* _Try it_:
Among the entries below, find all lines that include "tile" and copy them.

** Task input follows **

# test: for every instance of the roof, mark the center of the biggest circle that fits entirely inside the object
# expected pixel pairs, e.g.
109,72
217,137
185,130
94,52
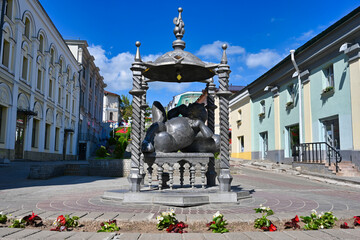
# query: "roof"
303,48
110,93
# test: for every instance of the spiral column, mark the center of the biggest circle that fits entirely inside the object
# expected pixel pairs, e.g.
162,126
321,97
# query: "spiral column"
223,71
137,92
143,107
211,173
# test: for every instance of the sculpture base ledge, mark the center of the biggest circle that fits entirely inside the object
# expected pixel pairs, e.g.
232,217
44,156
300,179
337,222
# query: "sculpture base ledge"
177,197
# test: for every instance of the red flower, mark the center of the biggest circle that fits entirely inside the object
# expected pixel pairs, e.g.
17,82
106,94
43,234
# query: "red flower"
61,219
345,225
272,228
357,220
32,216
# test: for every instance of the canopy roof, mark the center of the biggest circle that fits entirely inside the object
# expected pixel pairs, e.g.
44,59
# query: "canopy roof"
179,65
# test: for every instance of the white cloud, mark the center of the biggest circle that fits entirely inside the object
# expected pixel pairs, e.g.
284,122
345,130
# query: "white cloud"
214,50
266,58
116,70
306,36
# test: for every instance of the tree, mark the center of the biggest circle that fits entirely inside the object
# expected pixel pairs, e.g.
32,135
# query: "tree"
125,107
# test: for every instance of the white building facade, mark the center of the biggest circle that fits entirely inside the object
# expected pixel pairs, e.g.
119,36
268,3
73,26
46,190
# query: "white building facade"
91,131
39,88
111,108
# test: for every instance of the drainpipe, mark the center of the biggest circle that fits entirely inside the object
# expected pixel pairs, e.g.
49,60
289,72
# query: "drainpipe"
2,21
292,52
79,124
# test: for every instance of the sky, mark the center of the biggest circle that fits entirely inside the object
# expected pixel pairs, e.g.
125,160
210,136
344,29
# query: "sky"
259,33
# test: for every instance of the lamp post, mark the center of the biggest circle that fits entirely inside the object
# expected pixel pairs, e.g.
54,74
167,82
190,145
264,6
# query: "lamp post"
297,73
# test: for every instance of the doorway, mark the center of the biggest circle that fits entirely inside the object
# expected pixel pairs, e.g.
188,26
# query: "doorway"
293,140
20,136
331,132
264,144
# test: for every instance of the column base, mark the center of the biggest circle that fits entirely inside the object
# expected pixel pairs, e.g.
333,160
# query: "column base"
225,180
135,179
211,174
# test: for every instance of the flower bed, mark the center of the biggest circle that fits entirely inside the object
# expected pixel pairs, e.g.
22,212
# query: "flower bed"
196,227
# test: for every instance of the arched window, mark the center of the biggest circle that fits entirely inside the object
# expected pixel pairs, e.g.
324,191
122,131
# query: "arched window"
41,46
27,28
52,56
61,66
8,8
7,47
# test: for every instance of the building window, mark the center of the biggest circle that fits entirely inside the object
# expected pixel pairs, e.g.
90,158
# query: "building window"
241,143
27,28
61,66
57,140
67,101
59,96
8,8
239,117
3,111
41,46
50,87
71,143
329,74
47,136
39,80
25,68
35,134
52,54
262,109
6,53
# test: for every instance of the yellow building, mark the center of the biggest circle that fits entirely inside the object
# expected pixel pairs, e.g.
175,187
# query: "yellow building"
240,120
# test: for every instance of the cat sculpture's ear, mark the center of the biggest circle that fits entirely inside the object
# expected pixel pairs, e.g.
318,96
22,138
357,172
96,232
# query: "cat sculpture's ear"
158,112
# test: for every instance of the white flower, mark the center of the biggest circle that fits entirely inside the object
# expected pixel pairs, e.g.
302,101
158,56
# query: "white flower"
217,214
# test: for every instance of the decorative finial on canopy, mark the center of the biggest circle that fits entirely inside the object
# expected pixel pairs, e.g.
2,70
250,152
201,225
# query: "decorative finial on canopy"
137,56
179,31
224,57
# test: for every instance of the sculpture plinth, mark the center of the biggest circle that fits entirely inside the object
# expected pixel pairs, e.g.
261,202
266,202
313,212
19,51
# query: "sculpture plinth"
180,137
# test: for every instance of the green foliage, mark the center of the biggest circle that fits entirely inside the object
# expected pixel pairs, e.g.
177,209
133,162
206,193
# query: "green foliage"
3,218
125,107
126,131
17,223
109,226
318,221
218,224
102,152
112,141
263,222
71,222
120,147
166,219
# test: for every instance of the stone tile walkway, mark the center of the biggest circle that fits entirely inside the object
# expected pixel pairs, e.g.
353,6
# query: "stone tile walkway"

** End of Task input **

* _Answer to this problem_:
# test: for every instance of the stone tile walkway, mark the center of the biggest circle that fits entirely inside the object
# query: "stone tile walkway"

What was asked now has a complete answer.